GOAL — Quote the records in full and leave their pictures out.

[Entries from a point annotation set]
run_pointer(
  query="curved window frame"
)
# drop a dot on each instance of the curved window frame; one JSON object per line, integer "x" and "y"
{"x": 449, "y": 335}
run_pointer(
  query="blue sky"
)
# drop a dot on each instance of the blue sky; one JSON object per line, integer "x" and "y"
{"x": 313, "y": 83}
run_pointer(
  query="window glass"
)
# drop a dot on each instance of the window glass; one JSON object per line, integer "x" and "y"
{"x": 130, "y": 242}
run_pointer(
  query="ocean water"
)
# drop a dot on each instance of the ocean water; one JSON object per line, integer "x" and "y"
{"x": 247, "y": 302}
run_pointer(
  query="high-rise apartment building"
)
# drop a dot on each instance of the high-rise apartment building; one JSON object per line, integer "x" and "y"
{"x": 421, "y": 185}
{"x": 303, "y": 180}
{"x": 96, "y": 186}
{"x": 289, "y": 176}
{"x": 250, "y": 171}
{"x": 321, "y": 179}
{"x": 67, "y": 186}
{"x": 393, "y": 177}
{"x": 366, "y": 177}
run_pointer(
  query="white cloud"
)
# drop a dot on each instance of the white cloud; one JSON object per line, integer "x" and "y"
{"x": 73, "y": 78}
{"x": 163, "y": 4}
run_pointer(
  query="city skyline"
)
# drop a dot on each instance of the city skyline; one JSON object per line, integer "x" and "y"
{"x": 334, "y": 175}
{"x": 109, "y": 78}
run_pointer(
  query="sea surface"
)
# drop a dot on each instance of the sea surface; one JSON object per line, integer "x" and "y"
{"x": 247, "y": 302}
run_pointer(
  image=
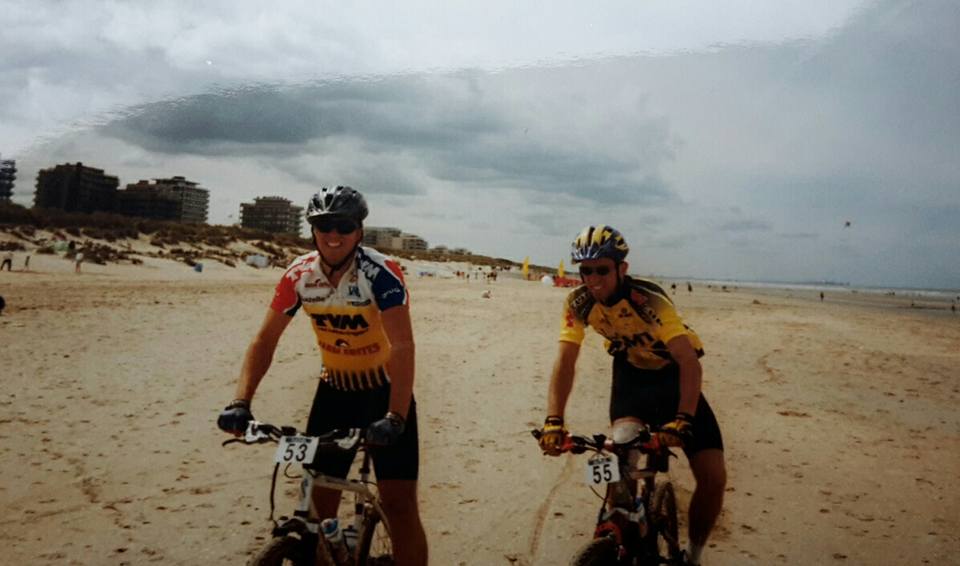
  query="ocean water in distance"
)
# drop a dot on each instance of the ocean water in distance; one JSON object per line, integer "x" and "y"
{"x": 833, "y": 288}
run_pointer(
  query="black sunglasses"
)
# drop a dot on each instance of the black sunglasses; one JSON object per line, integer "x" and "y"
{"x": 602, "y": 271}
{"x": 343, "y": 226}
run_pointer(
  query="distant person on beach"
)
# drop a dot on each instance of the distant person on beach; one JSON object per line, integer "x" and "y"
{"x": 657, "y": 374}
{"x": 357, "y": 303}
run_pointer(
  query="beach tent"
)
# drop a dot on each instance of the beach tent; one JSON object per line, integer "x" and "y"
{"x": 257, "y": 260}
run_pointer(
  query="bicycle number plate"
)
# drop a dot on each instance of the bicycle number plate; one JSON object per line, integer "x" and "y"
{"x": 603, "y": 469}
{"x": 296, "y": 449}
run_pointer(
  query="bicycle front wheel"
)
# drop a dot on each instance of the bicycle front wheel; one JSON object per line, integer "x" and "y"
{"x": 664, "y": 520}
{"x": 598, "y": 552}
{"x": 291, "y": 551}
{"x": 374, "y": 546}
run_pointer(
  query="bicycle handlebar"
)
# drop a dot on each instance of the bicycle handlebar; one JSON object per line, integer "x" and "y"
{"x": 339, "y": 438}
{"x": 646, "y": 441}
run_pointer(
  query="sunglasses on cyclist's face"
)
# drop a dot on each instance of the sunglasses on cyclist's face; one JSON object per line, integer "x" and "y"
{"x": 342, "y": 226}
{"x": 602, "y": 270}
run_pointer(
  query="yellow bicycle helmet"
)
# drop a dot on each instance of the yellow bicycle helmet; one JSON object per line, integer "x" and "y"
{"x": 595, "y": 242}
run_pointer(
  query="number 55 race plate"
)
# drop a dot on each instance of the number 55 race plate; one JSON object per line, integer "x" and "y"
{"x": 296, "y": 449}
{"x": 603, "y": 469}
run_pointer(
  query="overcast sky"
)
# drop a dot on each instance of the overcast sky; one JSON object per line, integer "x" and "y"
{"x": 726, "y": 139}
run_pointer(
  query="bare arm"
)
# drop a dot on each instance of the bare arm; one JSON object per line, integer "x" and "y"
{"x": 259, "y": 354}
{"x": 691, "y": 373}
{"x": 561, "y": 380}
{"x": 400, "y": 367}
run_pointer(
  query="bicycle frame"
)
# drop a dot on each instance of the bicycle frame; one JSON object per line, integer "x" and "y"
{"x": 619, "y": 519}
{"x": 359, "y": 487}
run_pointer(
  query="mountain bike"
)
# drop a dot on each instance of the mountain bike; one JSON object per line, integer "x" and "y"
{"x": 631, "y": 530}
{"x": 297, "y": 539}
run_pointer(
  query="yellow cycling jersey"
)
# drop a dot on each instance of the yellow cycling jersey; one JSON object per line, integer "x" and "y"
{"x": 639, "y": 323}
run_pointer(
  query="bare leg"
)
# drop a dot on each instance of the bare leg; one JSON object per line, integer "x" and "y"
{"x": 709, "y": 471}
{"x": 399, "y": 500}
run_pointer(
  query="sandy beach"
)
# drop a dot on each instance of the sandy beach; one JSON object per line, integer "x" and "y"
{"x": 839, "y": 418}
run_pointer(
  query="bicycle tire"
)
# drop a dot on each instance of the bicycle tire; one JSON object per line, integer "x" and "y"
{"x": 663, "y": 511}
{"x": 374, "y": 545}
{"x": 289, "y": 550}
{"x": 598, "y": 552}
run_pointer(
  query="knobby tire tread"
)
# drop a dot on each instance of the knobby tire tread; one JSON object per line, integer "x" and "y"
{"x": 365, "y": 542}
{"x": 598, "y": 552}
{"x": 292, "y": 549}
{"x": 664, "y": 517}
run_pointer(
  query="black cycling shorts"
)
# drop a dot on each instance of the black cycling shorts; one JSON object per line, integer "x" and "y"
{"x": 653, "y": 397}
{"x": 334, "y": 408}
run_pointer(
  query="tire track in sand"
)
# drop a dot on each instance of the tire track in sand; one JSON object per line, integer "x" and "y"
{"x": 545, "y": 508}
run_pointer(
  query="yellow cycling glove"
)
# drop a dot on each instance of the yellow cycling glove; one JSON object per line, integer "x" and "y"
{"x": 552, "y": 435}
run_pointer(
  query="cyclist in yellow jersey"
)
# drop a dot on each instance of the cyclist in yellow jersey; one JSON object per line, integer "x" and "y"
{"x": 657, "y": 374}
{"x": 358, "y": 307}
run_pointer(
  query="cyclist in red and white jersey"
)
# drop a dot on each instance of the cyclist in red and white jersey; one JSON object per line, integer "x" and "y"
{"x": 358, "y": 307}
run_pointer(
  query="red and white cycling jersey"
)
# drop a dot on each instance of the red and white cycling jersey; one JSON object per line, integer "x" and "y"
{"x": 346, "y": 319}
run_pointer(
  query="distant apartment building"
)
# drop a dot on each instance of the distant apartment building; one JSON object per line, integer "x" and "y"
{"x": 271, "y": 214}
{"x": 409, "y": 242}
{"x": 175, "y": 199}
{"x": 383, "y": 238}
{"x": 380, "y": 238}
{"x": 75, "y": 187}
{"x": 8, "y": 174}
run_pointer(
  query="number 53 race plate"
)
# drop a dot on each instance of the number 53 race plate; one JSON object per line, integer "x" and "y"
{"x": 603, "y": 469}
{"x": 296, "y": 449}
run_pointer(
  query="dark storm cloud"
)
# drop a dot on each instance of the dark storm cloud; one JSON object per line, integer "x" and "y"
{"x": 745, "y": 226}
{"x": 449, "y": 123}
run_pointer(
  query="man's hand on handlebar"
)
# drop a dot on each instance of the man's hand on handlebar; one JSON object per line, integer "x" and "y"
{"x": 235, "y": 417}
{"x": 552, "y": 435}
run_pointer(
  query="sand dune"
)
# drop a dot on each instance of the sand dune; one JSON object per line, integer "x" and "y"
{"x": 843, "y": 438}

EXERCISE RESULT —
run_pointer(
  query="curved window frame"
)
# drop a dot on each instance of the curved window frame; one JSON object per line, integer "x" and "y"
{"x": 449, "y": 335}
run_pointer(
  query="blue sky"
)
# drop a dot on each instance of the blue sky; one JSON object per line, integer "x" and "y"
{"x": 313, "y": 83}
run_pointer(
  query="window glass"
)
# drop a dot on each instance of the window glass; one JSON object per line, integer "x" and "y"
{"x": 130, "y": 242}
run_pointer(
  query="ocean water"
)
# drop a dot on each instance of the ocean water; one JSON object per line, integer "x" and "y"
{"x": 247, "y": 302}
run_pointer(
  query="high-rise apartment building"
)
# drop a dot on each instance of the high-rise apartment building; one JSON object per line, integer "x" and "y"
{"x": 421, "y": 185}
{"x": 303, "y": 180}
{"x": 96, "y": 186}
{"x": 289, "y": 176}
{"x": 250, "y": 171}
{"x": 321, "y": 179}
{"x": 67, "y": 186}
{"x": 393, "y": 177}
{"x": 366, "y": 177}
run_pointer(
  query="white cloud"
)
# drop a dot on each instance of the white cloud; one JSON object per line, integer "x" and "y"
{"x": 73, "y": 78}
{"x": 163, "y": 4}
run_pointer(
  query="city skyline"
)
# drop a dot on each instance of the city skyline; one JSON object per line, integer "x" and "y"
{"x": 334, "y": 175}
{"x": 109, "y": 78}
run_pointer(
  query="sea surface"
)
# drop a dot on each instance of the sea surface; one JSON object per line, integer "x" and "y"
{"x": 247, "y": 302}
run_pointer(
  image=
  query="ocean water in distance"
)
# drop a dot on each instance of the ocean water in distance; one JSON object per line, integer "x" and "y"
{"x": 833, "y": 288}
run_pointer(
  query="black sunglasses"
)
# drop a dot on each instance of the black sunglasses; one JSON object per line, integer "x" and "y"
{"x": 602, "y": 271}
{"x": 343, "y": 226}
run_pointer(
  query="distant person on beach"
)
# drop a dot on each instance of the distant person on beach; one JSON object per line, integer "x" and "y"
{"x": 657, "y": 374}
{"x": 357, "y": 303}
run_pointer(
  query="beach tent"
)
# drop a dot on each instance of the beach tent; one JSON object per line, integer "x" and "y"
{"x": 257, "y": 260}
run_pointer(
  query="bicycle number plate"
)
# drop a dot on each instance of the bicycle number plate; one JSON object per line, integer "x" and "y"
{"x": 603, "y": 469}
{"x": 296, "y": 449}
run_pointer(
  query="bicycle front wheel"
)
# drop a dot on each instance of the bicycle front wheel; one JSON object per line, integer "x" and "y"
{"x": 664, "y": 520}
{"x": 598, "y": 552}
{"x": 291, "y": 551}
{"x": 374, "y": 546}
run_pointer(
  query="bicycle handlebar"
)
# drop a dot on each instance of the bicycle handlebar; one JSON object per line, integer "x" and "y"
{"x": 339, "y": 438}
{"x": 646, "y": 441}
run_pointer(
  query="sunglasses on cyclist's face"
)
# drop a dot on each instance of the sunglasses on cyclist's face; one JSON object per line, integer "x" and "y"
{"x": 342, "y": 226}
{"x": 602, "y": 270}
run_pointer(
  query="yellow bicycle helmet"
)
# drop a dot on each instance of the yellow bicycle helmet; one JSON object per line, integer "x" and "y"
{"x": 595, "y": 242}
run_pointer(
  query="number 55 race plate"
)
# drop a dot on each instance of the number 55 race plate; one JSON object per line, integer "x" and "y"
{"x": 296, "y": 449}
{"x": 603, "y": 469}
run_pointer(
  query="overcast sky"
)
# drop a dot on each instance of the overcast sky; one JSON object per line, integer "x" and "y"
{"x": 726, "y": 139}
run_pointer(
  query="bare arm"
)
# drop a dot on each instance of the bare arm; one JSON object per line, integer "x" and "y"
{"x": 259, "y": 354}
{"x": 691, "y": 373}
{"x": 561, "y": 380}
{"x": 400, "y": 367}
run_pointer(
  query="bicycle frame"
)
# drop a dot on each instance of the bicycle frame; one JSON object per line, integer "x" and "y"
{"x": 619, "y": 519}
{"x": 359, "y": 487}
run_pointer(
  query="mountain bike"
)
# drop a dot on each instance of the mountain bike; one JSON object per line, integer "x" and "y"
{"x": 631, "y": 530}
{"x": 297, "y": 539}
run_pointer(
  query="yellow cycling jersey"
)
# drop a dot on each instance of the yellow cycling jersey; one JSON object per line, integer "x" and "y"
{"x": 639, "y": 323}
run_pointer(
  query="bare leg"
)
# drop a dot on each instance of the bare leg; one JSON object per line, integer "x" and "y"
{"x": 709, "y": 471}
{"x": 399, "y": 500}
run_pointer(
  query="sandy beach"
)
# drop a dot on each instance of the sandy beach; one JSON object per line, integer "x" and "y"
{"x": 839, "y": 418}
run_pointer(
  query="bicycle tire"
)
# drop a dot on each instance of the bicycle tire; one JSON object per line, integer "x" and "y"
{"x": 663, "y": 511}
{"x": 374, "y": 545}
{"x": 289, "y": 550}
{"x": 598, "y": 552}
run_pointer(
  query="knobby tire tread"
)
# drop a dot on each instance of the knobby tire tread; one JSON object per line, integer "x" and "y"
{"x": 365, "y": 542}
{"x": 598, "y": 552}
{"x": 292, "y": 549}
{"x": 664, "y": 517}
run_pointer(
  query="black cycling shorts"
)
# drop a dot on each instance of the black cycling shorts; one JSON object per line, integer "x" and "y"
{"x": 653, "y": 397}
{"x": 334, "y": 408}
run_pointer(
  query="tire track in sand"
)
# drop a dot on each instance of the tire track in sand; one JSON object per line, integer "x" and "y"
{"x": 545, "y": 508}
run_pointer(
  query="yellow cycling glove"
)
# drop a dot on each instance of the yellow cycling glove; one JSON object per line, integer "x" and "y"
{"x": 552, "y": 435}
run_pointer(
  query="cyclist in yellow jersey"
)
# drop a dot on each instance of the cyclist in yellow jersey; one JSON object per line, integer "x" and "y"
{"x": 657, "y": 374}
{"x": 358, "y": 307}
run_pointer(
  query="cyclist in red and white jersey"
)
# drop a dot on each instance of the cyclist in red and white jersey; one JSON object per line, integer "x" and "y"
{"x": 358, "y": 307}
run_pointer(
  query="red and white cycling jersey"
)
# drop a dot on each instance of the red and white cycling jersey; one JSON object per line, integer "x" and "y"
{"x": 346, "y": 319}
run_pointer(
  query="distant apartment building"
)
# drop a dot on each instance of the distant apartment building; one JSON object per line, integer "x" and "y"
{"x": 271, "y": 214}
{"x": 409, "y": 242}
{"x": 175, "y": 199}
{"x": 383, "y": 238}
{"x": 380, "y": 238}
{"x": 75, "y": 187}
{"x": 8, "y": 174}
run_pointer(
  query="number 53 race plate"
)
# drop a dot on each instance of the number 53 race plate; one JSON object per line, integer "x" and "y"
{"x": 603, "y": 469}
{"x": 296, "y": 449}
run_pointer(
  query="dark storm cloud"
)
# drop a dot on each instance of the dark storm cloud; one JSON object per line, integer "x" and "y"
{"x": 745, "y": 226}
{"x": 449, "y": 123}
run_pointer(
  query="man's hand on handlebar"
)
# drop a dot on each instance of the man's hand on handlebar; one JSON object per line, integer "x" and "y"
{"x": 235, "y": 417}
{"x": 552, "y": 435}
run_pointer(
  query="sand dune"
)
# drop a dot on each instance of the sand dune; one JSON object per line, integer "x" and "y"
{"x": 843, "y": 438}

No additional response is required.